OBJECTIVE:
Turn every line of the records below into a JSON list of strings, one string per line, leaving out any blank lines.

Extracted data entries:
** Begin **
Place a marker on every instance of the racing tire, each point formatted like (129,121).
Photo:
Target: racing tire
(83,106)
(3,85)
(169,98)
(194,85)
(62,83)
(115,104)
** End **
EXPECTED ANSWER:
[
  "Place a marker on every instance of the racing tire, each point formatted like (129,121).",
  "Photo:",
  "Target: racing tire",
  "(83,106)",
  "(3,85)",
  "(169,98)",
  "(194,85)",
  "(62,83)",
  "(115,104)"
]